Dataset lines on where objects appear
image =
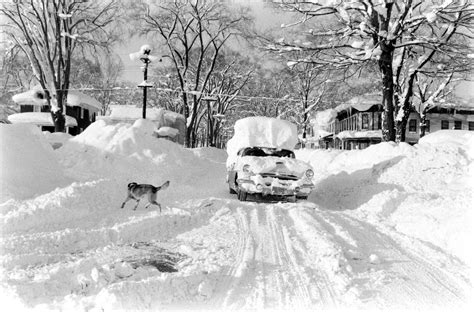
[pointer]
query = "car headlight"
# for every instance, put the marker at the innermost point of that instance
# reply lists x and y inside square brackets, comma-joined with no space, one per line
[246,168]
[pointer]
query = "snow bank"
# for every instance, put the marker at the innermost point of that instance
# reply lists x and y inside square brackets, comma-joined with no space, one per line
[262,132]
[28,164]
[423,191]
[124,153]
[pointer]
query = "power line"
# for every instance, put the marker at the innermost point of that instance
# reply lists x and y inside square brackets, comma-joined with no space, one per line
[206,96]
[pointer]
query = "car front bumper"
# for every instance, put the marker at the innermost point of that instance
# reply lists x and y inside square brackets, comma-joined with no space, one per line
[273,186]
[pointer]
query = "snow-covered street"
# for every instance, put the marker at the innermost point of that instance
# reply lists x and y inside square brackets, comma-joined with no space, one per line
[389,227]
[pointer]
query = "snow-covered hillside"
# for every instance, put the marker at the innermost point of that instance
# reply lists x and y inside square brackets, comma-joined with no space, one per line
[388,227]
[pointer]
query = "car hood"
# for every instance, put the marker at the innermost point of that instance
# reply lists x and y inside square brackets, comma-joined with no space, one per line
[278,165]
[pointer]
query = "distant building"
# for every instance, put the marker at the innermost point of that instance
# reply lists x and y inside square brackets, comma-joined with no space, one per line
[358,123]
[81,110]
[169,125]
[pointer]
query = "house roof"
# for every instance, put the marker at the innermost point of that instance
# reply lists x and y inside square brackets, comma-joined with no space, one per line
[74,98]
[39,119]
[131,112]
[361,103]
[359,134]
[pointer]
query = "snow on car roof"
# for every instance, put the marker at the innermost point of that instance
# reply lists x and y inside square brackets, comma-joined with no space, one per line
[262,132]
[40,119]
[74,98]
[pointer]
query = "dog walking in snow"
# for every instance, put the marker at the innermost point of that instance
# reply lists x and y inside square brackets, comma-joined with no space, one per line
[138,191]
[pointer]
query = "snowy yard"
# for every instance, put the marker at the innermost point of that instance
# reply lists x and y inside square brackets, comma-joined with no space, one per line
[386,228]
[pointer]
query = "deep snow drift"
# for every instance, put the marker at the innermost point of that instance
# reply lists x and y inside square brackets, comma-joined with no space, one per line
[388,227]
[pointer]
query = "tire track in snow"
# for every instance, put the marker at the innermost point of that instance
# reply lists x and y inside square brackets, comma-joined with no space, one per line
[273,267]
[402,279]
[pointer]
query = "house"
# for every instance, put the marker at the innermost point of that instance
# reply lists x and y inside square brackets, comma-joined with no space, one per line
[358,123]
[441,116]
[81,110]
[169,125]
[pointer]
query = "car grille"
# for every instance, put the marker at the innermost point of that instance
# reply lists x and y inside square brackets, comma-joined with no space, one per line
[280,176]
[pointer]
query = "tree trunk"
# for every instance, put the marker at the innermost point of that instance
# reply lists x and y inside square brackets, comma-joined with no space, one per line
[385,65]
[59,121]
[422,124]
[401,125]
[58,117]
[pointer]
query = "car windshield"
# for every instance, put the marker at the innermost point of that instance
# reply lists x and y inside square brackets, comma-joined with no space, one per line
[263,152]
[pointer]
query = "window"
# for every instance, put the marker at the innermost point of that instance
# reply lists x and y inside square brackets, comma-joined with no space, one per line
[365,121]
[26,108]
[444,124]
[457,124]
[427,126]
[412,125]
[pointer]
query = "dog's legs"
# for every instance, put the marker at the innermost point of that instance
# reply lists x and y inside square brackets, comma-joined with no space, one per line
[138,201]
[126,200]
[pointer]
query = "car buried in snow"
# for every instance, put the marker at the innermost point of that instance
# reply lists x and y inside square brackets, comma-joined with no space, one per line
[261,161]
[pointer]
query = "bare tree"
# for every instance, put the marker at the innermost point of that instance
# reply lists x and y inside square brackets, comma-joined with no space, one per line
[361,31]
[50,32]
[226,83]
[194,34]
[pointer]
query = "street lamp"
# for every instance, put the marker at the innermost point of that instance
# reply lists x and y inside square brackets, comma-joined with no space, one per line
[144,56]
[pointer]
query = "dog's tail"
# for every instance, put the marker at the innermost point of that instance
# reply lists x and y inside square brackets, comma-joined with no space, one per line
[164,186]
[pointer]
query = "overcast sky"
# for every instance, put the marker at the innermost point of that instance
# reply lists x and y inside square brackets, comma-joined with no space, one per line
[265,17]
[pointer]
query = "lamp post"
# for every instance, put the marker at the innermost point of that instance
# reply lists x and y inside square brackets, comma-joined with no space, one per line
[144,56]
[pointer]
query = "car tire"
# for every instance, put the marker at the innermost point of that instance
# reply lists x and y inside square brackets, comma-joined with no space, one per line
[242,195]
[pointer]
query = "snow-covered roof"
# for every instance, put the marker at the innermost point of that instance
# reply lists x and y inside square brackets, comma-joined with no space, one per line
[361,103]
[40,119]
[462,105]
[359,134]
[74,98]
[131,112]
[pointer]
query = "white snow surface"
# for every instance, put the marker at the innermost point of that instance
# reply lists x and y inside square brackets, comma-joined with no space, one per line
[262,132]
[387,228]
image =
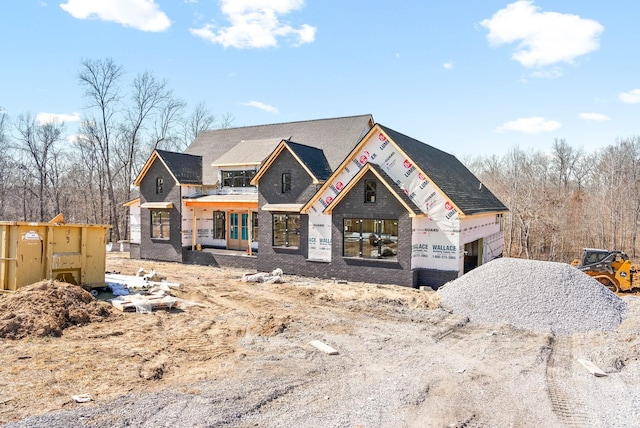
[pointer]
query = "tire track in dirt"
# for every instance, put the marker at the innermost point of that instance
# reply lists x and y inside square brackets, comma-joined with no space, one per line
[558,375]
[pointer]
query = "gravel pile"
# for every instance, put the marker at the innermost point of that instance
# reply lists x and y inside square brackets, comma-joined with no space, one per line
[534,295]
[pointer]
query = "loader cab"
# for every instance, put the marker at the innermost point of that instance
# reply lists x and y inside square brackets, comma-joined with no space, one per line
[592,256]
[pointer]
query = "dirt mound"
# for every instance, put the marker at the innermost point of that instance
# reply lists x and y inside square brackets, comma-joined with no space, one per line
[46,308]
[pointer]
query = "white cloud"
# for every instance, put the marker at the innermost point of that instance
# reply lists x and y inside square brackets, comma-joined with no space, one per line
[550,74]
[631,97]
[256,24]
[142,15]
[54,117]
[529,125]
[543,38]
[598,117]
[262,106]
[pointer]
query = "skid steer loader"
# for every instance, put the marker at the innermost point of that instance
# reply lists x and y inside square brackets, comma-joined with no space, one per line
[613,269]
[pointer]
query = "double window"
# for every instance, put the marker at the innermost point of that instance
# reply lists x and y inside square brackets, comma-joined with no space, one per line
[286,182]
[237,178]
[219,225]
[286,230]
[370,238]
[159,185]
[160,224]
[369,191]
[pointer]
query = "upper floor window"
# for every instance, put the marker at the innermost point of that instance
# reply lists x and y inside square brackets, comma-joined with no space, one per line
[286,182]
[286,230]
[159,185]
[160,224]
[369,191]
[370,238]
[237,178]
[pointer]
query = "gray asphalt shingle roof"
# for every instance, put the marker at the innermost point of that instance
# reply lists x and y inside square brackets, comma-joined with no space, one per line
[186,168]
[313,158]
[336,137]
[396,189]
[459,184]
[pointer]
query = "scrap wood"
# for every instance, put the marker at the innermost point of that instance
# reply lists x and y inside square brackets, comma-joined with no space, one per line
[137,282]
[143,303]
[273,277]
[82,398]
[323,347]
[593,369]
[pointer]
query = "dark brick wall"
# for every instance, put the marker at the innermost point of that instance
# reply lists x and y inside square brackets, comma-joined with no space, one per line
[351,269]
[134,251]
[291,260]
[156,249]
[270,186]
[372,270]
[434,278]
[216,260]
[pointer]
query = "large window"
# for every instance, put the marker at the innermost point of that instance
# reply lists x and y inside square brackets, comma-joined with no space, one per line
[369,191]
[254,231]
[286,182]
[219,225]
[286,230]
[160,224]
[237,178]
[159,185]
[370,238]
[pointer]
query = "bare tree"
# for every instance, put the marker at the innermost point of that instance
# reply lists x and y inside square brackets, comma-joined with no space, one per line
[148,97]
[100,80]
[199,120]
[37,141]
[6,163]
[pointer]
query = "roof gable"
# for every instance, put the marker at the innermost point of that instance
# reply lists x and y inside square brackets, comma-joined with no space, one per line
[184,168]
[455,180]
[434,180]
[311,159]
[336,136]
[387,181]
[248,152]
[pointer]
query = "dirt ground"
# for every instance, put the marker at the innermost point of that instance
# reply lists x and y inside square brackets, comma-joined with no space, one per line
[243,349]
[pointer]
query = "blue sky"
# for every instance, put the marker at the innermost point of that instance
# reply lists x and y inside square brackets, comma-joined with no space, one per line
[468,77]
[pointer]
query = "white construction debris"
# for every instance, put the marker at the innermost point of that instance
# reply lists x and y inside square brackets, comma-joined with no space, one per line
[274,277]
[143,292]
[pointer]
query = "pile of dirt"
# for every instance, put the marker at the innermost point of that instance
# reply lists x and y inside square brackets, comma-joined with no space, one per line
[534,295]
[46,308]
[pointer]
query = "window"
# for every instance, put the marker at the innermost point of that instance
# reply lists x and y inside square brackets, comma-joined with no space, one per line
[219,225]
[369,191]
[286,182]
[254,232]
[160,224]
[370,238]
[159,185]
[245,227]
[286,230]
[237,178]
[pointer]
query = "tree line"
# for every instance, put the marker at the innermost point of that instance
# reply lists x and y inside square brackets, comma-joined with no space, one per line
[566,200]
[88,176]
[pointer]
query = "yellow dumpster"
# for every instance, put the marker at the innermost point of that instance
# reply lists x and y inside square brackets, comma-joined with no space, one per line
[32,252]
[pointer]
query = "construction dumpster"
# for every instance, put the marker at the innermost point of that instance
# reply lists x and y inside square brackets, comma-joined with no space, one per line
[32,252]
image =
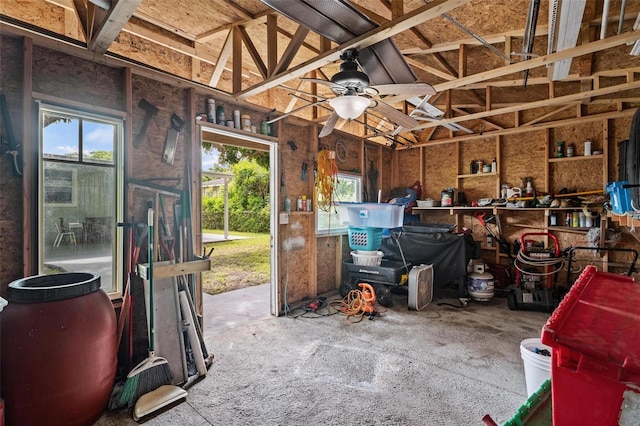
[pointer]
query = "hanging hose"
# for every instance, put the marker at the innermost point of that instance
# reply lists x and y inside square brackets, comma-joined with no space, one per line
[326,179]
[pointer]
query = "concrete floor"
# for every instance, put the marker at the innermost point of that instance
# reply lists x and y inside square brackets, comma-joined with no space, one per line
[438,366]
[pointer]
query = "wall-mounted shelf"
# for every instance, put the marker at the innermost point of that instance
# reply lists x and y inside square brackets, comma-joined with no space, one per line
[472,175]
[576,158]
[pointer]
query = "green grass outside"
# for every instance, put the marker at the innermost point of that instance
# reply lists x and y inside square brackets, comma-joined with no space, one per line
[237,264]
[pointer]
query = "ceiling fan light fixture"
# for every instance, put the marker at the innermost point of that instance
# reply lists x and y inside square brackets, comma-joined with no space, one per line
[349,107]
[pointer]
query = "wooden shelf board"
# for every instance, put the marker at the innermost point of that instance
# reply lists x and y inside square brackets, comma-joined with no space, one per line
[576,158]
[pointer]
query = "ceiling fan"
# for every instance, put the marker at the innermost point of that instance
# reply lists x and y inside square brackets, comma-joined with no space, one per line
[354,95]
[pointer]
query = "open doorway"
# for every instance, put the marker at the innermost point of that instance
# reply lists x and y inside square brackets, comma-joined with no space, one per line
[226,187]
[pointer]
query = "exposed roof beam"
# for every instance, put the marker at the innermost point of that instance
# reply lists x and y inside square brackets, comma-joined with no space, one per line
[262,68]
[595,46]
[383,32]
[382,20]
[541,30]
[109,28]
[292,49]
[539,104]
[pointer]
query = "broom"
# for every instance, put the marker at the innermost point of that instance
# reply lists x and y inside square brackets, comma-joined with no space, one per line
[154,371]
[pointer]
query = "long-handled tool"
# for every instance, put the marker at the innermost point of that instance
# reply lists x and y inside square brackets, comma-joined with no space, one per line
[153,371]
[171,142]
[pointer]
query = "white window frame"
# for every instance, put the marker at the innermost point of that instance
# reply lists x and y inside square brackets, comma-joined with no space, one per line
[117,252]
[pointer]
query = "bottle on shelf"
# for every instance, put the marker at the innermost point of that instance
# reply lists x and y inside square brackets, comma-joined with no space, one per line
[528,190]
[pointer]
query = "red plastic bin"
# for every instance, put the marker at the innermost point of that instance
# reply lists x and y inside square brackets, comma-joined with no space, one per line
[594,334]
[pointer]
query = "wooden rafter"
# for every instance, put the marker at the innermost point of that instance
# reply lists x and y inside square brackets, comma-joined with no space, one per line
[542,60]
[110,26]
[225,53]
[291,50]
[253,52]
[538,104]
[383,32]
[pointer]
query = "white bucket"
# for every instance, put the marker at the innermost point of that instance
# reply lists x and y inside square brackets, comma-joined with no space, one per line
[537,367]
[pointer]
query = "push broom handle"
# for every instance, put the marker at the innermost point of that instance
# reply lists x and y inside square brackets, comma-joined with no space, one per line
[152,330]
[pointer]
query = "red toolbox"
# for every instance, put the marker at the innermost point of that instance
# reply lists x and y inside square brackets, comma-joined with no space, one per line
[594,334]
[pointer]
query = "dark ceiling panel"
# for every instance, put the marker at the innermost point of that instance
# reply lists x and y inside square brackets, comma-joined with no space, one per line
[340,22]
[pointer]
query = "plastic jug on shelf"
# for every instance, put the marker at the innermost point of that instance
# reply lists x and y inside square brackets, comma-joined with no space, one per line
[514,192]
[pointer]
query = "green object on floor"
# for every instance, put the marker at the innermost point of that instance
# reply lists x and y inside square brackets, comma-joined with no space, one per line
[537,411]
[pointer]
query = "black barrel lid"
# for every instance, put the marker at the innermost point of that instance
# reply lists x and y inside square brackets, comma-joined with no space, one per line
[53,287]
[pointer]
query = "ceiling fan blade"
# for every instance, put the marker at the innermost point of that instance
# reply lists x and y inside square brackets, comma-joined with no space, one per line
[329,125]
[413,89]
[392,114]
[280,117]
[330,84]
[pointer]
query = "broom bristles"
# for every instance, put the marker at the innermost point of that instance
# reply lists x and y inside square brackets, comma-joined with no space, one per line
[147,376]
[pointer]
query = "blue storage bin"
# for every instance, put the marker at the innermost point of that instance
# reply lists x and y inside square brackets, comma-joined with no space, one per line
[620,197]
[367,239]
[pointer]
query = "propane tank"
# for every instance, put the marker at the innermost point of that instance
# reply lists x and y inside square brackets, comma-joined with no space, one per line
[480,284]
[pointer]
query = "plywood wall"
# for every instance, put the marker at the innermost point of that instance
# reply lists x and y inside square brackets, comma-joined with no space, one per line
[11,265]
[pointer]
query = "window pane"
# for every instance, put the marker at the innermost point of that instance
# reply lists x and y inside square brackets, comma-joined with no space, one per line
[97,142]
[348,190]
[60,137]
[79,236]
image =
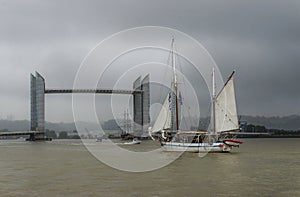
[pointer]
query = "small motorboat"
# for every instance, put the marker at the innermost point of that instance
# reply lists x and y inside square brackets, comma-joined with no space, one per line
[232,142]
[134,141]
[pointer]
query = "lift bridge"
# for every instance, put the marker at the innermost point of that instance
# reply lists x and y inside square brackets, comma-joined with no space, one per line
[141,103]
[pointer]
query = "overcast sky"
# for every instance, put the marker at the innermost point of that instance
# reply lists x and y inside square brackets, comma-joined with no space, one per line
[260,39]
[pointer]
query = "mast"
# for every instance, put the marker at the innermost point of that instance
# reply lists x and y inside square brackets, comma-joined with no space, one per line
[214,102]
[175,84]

WHAT YOU ARE ASKED TO DO: From the lines above, pull out each one that contains the string "track", matching case exactly.

ANSWER TO THIS EXERCISE:
query = "tire track in snow"
query = "tire track in dirt"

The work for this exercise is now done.